* _Exercise requirements_:
a) Answer these from the Novartis passage:
(i) What price does the passage give for Zolgensma?
(ii) How much did Zolgensma sales net Novartis in the third quarter?
(iii) Which other approved drug for SMA does the passage name, and which company makes it?
b) Retype the Novartis passage from "CEO Vas Narasimhan’s" to "Administration (FDA) investigation.".

* _Source passage_:
ZURICH (Reuters) - Swiss drugmaker Novartis NOVN.S boosted its 2019 forecasts on Tuesday after beating third-quarter expectations, a feat helped by the sales debut of gene therapy Zolgensma, the world's most expensive one-time treatment.
CEO Vas Narasimhan’s bet on the potential cure for spinal muscular atrophy (SMA) has drawn scrutiny, initially due to its $2.1 million price and since August over a data manipulation scandal that has prompted a U.S. Food and Drug Administration (FDA) investigation.
But Zolgensma sales in the third quarter netted Novartis $160 million, half from patients switching from another therapy, Narasimhan said.
“We’re very pleased with the uptake,” Narasimhan told reporters on a call.
The only other approved drug for the genetic disease SMA is Spinraza from Biogen BIIB.O, which reports third-quarter results on Tuesday and is expected to show an impact after Zolgensma sales began following its approval in May.

* _Data shown_:
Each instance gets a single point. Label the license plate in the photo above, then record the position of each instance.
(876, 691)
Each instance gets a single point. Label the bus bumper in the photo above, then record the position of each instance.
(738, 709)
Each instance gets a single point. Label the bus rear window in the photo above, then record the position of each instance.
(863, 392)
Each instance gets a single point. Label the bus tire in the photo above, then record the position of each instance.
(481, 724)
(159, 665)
--
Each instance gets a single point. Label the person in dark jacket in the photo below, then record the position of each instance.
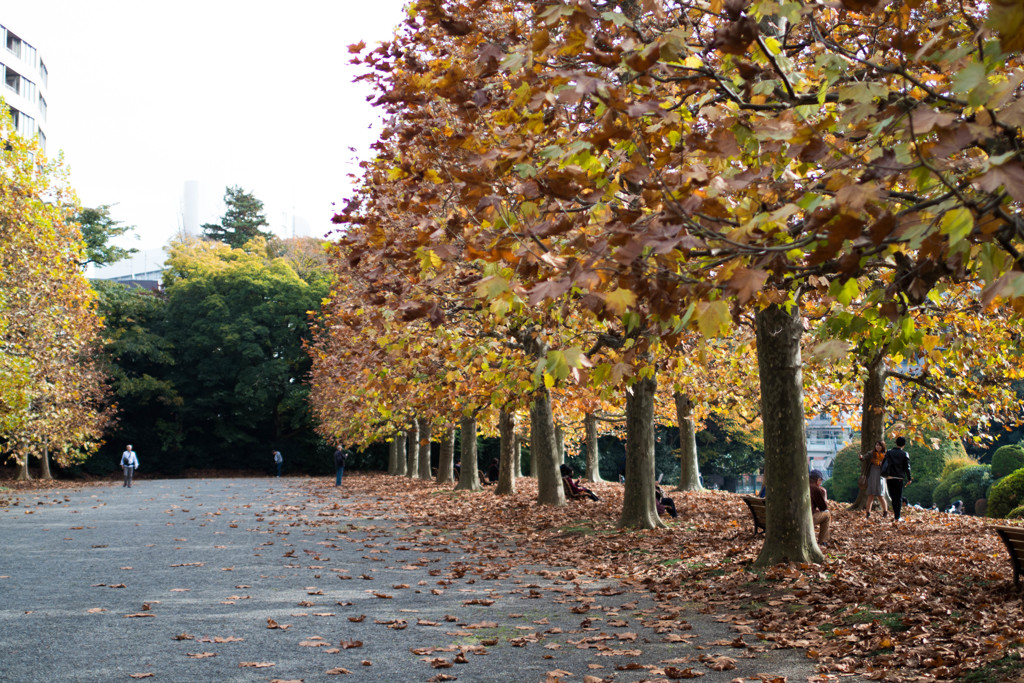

* _Activity answers_:
a)
(i) $2.1 million.
(ii) $160 million.
(iii) Spinraza, from Biogen.

b)
CEO Vas Narasimhan’s bet on the potential cure for spinal muscular atrophy (SMA) has drawn scrutiny, initially due to its $2.1 million price and since August over a data manipulation scandal that has prompted a U.S. Food and Drug Administration (FDA) investigation.